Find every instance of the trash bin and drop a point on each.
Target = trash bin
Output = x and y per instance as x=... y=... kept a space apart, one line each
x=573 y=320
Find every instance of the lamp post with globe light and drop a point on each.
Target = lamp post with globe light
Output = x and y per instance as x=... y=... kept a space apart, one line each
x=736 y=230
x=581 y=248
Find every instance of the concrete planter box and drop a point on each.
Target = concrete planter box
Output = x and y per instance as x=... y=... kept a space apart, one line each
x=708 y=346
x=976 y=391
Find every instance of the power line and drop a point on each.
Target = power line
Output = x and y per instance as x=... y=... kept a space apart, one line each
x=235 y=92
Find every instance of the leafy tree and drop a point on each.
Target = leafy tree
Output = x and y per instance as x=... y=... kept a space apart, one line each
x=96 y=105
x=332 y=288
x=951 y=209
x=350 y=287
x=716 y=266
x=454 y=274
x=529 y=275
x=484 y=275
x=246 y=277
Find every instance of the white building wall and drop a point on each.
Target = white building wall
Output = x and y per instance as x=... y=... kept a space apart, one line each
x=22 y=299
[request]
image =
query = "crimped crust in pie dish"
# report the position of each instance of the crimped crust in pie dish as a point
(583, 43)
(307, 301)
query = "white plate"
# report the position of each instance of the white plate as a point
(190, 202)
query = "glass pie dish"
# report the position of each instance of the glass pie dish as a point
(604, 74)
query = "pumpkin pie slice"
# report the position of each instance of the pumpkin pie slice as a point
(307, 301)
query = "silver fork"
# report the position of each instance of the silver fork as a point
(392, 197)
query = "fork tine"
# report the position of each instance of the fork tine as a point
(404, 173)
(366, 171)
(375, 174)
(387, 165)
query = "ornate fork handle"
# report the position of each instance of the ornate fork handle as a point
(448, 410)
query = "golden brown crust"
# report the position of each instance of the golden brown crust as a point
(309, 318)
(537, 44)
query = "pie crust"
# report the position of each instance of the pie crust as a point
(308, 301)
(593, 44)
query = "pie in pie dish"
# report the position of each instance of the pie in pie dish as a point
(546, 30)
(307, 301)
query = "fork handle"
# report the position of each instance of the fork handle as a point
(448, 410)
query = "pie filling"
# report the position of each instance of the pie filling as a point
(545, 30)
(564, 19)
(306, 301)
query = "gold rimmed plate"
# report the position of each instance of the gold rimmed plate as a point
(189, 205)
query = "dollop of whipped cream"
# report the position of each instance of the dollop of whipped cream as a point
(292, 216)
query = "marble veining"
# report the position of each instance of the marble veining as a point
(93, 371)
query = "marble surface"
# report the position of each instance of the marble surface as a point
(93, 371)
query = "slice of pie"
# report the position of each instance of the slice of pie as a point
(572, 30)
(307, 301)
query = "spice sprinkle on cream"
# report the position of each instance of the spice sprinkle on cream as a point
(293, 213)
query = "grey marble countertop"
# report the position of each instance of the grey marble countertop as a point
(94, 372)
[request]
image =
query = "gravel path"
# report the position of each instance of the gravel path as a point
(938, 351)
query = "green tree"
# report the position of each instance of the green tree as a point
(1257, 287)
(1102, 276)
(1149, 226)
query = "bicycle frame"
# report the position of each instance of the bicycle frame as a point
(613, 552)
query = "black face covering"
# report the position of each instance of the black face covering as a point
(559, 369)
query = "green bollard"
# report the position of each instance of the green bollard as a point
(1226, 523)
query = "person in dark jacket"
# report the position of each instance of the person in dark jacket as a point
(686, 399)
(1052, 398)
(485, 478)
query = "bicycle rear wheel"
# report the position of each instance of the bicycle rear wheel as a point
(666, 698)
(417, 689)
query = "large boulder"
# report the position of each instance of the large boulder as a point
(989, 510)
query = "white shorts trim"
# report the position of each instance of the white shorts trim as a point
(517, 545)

▸ **Work instructions**:
Above are some records; extract every one of them exactly.

▸ **Answer for the task**:
Find every instance of the trash bin and drop a point on each.
Target = trash bin
Output = x and y per instance as x=... y=... kept a space apart, one line each
x=573 y=320
Find every instance of the lamp post with globe light and drop a point on each.
Target = lamp post with globe light
Output = x and y per instance as x=... y=... kept a space apart, one line each
x=736 y=230
x=581 y=248
Find every instance of the concrete planter box and drop a point on each.
Target = concrete planter box
Output = x and y per instance as x=... y=... kept a space apart, one line each
x=708 y=346
x=976 y=391
Find every instance of the power line and drop a point on each.
Target = power line
Output = x and y per instance as x=... y=... kept a space apart, one line each
x=235 y=92
Find every instance of the leafy tree and drop a point on each.
Target = leafy tree
Output = x and y per instance as x=... y=... kept a space apart, one line each
x=96 y=105
x=332 y=288
x=951 y=209
x=350 y=287
x=716 y=266
x=454 y=274
x=529 y=275
x=484 y=275
x=246 y=277
Find every instance of the white building wall and drop a point on each.
Target = white building wall
Output = x and y per instance as x=... y=... kept a space apart, one line each
x=22 y=299
[request]
image =
query = "crimped crust in pie dish"
# report the position of each instance of the crimped crust in pie dish as a point
(583, 43)
(307, 301)
query = "white plate"
# report the position of each instance of the white plate as a point
(190, 202)
query = "glass pie dish"
# report the position of each instance of the glass pie dish as a point
(604, 74)
query = "pumpkin pie slice"
# report the position of each instance of the pumpkin pie slice as a point
(307, 301)
query = "silver fork"
# report the position of each instance of the silver fork as a point
(392, 197)
query = "fork tine"
# report the position of each instance of the fork tine as a point
(404, 173)
(366, 171)
(375, 174)
(387, 165)
query = "ornate fork handle"
# report the position of each instance of the ornate fork handle as a point
(448, 410)
query = "golden brown crust"
# report the position of each instance of the golden brown crust as a point
(309, 318)
(537, 44)
query = "pie crust"
# report the position of each instance of the pie crust as a point
(308, 301)
(593, 44)
query = "pie in pie dish"
# report the position of each instance of the pie in pie dish as a point
(546, 30)
(307, 301)
query = "fork handle"
# report the position of each instance of the fork handle as a point
(448, 410)
query = "pie filling"
# report the position of each instance of the pie filling as a point
(545, 30)
(564, 19)
(306, 301)
query = "gold rimmed plate"
# report the position of each instance of the gold rimmed plate as a point
(189, 205)
query = "dollop of whipped cream"
# report the position of each instance of the dollop of whipped cream as a point
(292, 216)
query = "marble veining"
# report the position of each instance of the marble veining as a point
(93, 371)
query = "marble surface"
# report the position of each instance of the marble surface as a point
(93, 371)
query = "slice of pie"
# report the position of each instance of the slice of pie as a point
(572, 30)
(307, 301)
query = "spice sprinkle on cream"
# report the position of each instance of the spice sprinkle on cream as a point
(293, 213)
query = "grey marble countertop"
# report the position of each instance of the grey marble countertop as a point
(94, 372)
[request]
image =
query = "gravel path"
# report the position of each instance of the gravel path as a point
(938, 351)
query = "green tree"
# report the position of each instance of the green tree as a point
(1257, 287)
(1102, 276)
(1149, 226)
query = "bicycle frame"
# report the position of each instance of the bicycle frame as a point
(613, 552)
query = "black face covering"
# report the position of each instance of the black face covering as a point
(559, 369)
query = "green bollard"
# report the position of each instance of the green bollard as a point
(1226, 523)
query = "person in dark jacket"
# report the position of each instance of the person in dark jacket as a point
(686, 399)
(1052, 398)
(485, 478)
query = "bicycle rear wheel"
# report the position of each instance of the bicycle rear wheel as a point
(666, 698)
(417, 689)
query = "large boulder"
# report the position of each instance of the large boulder as a point
(989, 510)
query = "white shorts trim"
# report the position of each instance of the white shorts trim as a point
(517, 545)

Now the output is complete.